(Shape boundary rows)
- - - -

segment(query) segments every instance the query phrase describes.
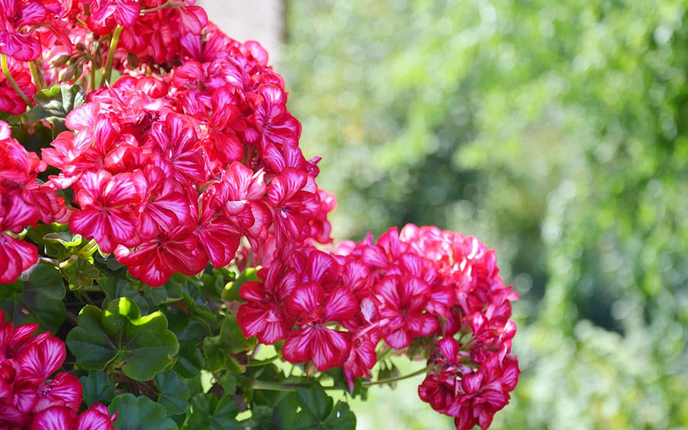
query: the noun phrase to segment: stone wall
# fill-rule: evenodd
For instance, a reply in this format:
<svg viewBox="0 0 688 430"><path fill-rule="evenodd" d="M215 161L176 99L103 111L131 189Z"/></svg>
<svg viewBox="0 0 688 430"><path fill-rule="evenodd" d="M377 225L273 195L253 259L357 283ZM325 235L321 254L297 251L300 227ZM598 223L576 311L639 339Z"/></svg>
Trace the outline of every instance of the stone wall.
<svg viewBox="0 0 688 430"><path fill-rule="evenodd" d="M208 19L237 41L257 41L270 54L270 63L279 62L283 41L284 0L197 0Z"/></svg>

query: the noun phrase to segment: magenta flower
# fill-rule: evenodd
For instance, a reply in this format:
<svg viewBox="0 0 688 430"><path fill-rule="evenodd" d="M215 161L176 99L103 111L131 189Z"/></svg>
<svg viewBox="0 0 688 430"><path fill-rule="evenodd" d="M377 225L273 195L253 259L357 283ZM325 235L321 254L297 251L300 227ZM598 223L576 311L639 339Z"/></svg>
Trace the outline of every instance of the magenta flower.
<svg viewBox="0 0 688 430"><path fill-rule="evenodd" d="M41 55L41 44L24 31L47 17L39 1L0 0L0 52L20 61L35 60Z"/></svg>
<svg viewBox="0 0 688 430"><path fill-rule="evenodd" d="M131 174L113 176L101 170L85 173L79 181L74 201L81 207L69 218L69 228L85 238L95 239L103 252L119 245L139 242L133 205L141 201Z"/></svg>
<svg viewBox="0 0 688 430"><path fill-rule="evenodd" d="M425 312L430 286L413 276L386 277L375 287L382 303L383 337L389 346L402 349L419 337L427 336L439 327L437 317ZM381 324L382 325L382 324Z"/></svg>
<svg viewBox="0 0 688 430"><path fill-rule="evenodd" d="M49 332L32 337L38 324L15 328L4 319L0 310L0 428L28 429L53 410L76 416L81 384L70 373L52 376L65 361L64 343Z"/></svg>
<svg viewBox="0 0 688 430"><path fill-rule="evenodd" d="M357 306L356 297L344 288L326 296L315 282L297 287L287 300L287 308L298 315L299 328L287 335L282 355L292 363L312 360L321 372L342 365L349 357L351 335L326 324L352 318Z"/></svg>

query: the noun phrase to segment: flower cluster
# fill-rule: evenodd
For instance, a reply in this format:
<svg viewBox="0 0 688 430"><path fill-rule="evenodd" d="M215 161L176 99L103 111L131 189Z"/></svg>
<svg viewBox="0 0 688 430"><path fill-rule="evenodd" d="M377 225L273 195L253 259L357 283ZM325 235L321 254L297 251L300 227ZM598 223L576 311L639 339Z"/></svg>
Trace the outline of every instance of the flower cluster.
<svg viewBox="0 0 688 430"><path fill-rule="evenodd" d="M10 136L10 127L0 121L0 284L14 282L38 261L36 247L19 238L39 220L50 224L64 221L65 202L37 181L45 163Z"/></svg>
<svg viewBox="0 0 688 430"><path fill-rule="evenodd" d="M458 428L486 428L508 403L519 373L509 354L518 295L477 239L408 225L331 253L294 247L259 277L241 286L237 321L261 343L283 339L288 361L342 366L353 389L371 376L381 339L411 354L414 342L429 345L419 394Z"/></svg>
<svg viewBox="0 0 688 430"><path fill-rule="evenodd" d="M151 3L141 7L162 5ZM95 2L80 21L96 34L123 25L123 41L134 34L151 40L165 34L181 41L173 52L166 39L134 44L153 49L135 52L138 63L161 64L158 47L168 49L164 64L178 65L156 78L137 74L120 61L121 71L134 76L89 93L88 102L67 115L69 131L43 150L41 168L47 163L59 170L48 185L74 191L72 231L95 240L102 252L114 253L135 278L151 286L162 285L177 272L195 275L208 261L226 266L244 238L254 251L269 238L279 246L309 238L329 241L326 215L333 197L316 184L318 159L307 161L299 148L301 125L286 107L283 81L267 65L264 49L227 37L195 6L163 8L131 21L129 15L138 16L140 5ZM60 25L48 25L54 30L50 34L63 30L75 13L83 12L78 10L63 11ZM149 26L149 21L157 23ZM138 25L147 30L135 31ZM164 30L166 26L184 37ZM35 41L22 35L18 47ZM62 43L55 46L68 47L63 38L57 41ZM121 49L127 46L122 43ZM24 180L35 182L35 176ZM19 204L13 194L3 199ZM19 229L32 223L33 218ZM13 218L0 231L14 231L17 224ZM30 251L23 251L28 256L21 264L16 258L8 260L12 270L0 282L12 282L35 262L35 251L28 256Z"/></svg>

- - - -

> [INSTRUCTIONS TO FOLLOW]:
Rewrite all of the rows above with "Trace the outline" replaced by "Draw the boundary" and everything else unchanged. Omit the pictures from your answer.

> [EXPECTED ANSWER]:
segment(query) segments every instance the query phrase describes.
query: the noun phrase to segment: stone wall
# fill-rule: evenodd
For instance, a reply in this format:
<svg viewBox="0 0 688 430"><path fill-rule="evenodd" d="M215 161L176 99L103 111L131 189Z"/></svg>
<svg viewBox="0 0 688 430"><path fill-rule="evenodd" d="M377 225L273 195L253 259L357 283ZM325 235L321 254L297 251L300 227ZM598 223L576 311L639 339Z"/></svg>
Draw the boundary of every instance of the stone wall.
<svg viewBox="0 0 688 430"><path fill-rule="evenodd" d="M208 19L237 41L257 41L270 54L270 63L279 62L283 41L284 0L197 0Z"/></svg>

query: the noun phrase to segment: magenta flower
# fill-rule: evenodd
For instance, a reply in this format:
<svg viewBox="0 0 688 430"><path fill-rule="evenodd" d="M215 161L176 99L103 111L131 189Z"/></svg>
<svg viewBox="0 0 688 430"><path fill-rule="evenodd" d="M377 225L273 195L253 259L357 283ZM325 235L321 254L297 251L300 227ZM598 223L576 311L639 339Z"/></svg>
Draw the boundary of every instance of the magenta flower.
<svg viewBox="0 0 688 430"><path fill-rule="evenodd" d="M41 55L41 44L24 31L47 17L39 1L0 0L0 52L20 61L35 60Z"/></svg>
<svg viewBox="0 0 688 430"><path fill-rule="evenodd" d="M131 174L113 176L101 170L85 173L79 181L74 201L81 207L69 218L69 228L85 238L95 239L103 252L119 245L139 242L133 205L141 201Z"/></svg>
<svg viewBox="0 0 688 430"><path fill-rule="evenodd" d="M425 312L430 286L413 276L386 277L375 287L382 303L383 337L389 346L402 349L419 337L427 336L439 327L437 317ZM381 324L382 325L382 324Z"/></svg>
<svg viewBox="0 0 688 430"><path fill-rule="evenodd" d="M49 332L32 337L38 324L15 328L4 319L0 310L0 428L28 429L53 410L76 416L81 384L70 373L52 376L65 361L64 343Z"/></svg>
<svg viewBox="0 0 688 430"><path fill-rule="evenodd" d="M357 306L356 297L344 288L326 296L315 282L297 287L287 300L287 308L298 315L299 328L287 335L282 355L292 363L312 360L321 372L342 365L349 357L351 335L326 324L352 318Z"/></svg>

query: the noun phrase to segment: flower cluster
# fill-rule: evenodd
For instance, a reply in this format:
<svg viewBox="0 0 688 430"><path fill-rule="evenodd" d="M215 161L176 99L103 111L131 189Z"/></svg>
<svg viewBox="0 0 688 430"><path fill-rule="evenodd" d="M377 225L273 195L253 259L357 283ZM325 235L321 254L297 251L300 227ZM598 223L576 311L639 339Z"/></svg>
Draw the boundary of every instance of the flower cluster.
<svg viewBox="0 0 688 430"><path fill-rule="evenodd" d="M10 136L10 127L0 121L0 284L14 282L38 261L36 247L19 238L39 220L50 224L64 221L65 202L37 181L45 163Z"/></svg>
<svg viewBox="0 0 688 430"><path fill-rule="evenodd" d="M458 428L486 428L508 403L519 373L509 354L518 295L477 239L408 225L331 253L294 247L259 277L241 286L237 321L261 343L283 339L288 361L342 366L353 389L371 376L381 339L411 354L414 342L429 345L419 394Z"/></svg>
<svg viewBox="0 0 688 430"><path fill-rule="evenodd" d="M151 3L141 7L162 5ZM95 2L80 21L96 34L123 25L123 41L134 34L151 40L165 34L181 41L173 52L166 39L134 44L153 49L135 52L138 63L161 64L158 47L168 49L164 64L178 65L156 78L137 74L120 61L121 71L134 76L89 93L88 102L67 115L69 131L43 150L41 168L47 163L59 170L48 185L74 191L72 231L95 240L102 252L114 253L135 278L151 286L162 285L177 272L195 275L208 261L226 266L244 238L254 251L269 238L279 246L309 238L329 241L326 215L333 197L316 184L318 159L307 161L299 148L301 125L286 107L283 81L267 65L264 49L227 37L195 6L163 8L131 21L129 15L138 16L140 5ZM60 25L48 25L54 30L50 34L63 30L75 13L83 12L78 10L63 11ZM149 26L149 21L157 23ZM138 25L147 30L135 31ZM164 30L166 26L184 37ZM35 41L22 35L18 47ZM62 43L55 46L68 47L63 38L57 41ZM121 49L127 46L122 43ZM24 180L35 182L35 176ZM19 204L13 194L3 199ZM19 229L32 223L33 218ZM13 218L0 231L14 231L17 224ZM30 251L23 251L28 256L21 264L16 258L8 260L12 270L0 282L12 282L35 262L35 251L28 256Z"/></svg>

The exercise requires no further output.